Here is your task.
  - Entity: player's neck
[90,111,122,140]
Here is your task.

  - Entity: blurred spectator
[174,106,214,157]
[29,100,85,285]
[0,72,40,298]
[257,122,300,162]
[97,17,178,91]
-=-=-
Format every line of the records above as a JSON list of strings, one string per line, leaving out blank lines.

Complete answer:
[
  "Here is your task.",
  "  - Entity: player's neck",
  "[90,111,122,140]",
  "Here is your task.",
  "  - Entity: blurred spectator",
  "[174,106,214,157]",
  "[29,100,85,285]",
  "[0,72,40,298]",
  "[257,122,300,162]",
  "[97,17,178,91]"
]